> **Consignes de l'exercice**:
1. D'après le texte sur la Russie et le GAFI, que désigne le sigle GAFI ?
2. Prolongez le texte sur la Russie et le GAFI en reprenant juste après sa dernière phrase.

> **Texte fourni**:
Mohamed Lamine KABA, octobre 26

Dans un monde où les doubles standards sont monnaie courante, l’Occident prêche la vertu tout en armant les conflits. La Russie, maître de la géopolitique, est dans le viseur du GAFI. Mais qui juge les juges ? Les paradis fiscaux occidentaux, les ventes d’armes à destination de régimes autoritaires, les interventions militaires déguisées en « missions humanitaires »… L’hypocrisie a-t-elle des limites ?

Russie et GAFI:

La Fédération de Russie est dans le collimateur du Groupe d’action financière (GAFI) pour ses opérations militaires spéciales en Ukraine, ainsi que sa collaboration avec la Corée du Nord et l’Iran, et le prétendu financement allégué du PMC Wagner et du terrorisme. Pendant ce temps, les puissances occidentales, telles que les États-Unis et ses passagers clandestins de l’Union européenne, sont pointées du doigt pour leur rôle dans des déstabilisations géopolitiques en Afrique, en Asie et en Amérique Latine, sans faire face à des conséquences similaires de la part dudit groupe antinomique.

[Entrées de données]
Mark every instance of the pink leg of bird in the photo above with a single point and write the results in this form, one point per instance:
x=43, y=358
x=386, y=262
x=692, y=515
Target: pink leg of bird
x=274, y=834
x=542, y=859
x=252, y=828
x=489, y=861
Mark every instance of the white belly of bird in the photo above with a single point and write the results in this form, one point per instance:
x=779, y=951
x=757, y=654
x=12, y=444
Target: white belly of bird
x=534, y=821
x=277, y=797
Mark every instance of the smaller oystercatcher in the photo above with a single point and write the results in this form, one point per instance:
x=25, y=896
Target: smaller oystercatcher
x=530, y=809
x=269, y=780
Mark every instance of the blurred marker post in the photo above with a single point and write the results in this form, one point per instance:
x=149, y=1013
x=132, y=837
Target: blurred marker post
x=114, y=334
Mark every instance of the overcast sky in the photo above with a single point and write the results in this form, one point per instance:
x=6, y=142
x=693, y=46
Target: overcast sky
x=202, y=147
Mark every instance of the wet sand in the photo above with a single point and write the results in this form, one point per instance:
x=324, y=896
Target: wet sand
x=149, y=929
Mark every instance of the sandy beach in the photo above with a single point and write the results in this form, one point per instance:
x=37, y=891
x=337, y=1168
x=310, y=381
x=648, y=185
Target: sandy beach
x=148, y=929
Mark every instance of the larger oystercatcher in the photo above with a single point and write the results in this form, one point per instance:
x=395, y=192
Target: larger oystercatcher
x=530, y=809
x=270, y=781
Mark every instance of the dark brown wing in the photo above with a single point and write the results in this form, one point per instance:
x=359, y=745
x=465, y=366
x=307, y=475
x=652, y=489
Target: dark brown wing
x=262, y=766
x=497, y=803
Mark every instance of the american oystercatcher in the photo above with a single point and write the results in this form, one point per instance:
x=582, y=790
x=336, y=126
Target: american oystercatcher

> **Réponses**:
1. Le Groupe d'action financière.

2.
L’Ukraine, cherchant lamentablement à classer la Russie sur la liste noire du GAFI a, par la voix de son Ambassadeur au Sénégal, affirmé soutenir des groupes terroristes au Sahel, notamment au Mali, au Burkina Faso et au Niger. La bataille de Tin-Zaouatine, perçue comme une transplantation de la guerre par procuration de l’Occident collectif contre la Russie dans le théâtre de l’Ukraine, n’a pas encore fini de livrer tous ses secrets.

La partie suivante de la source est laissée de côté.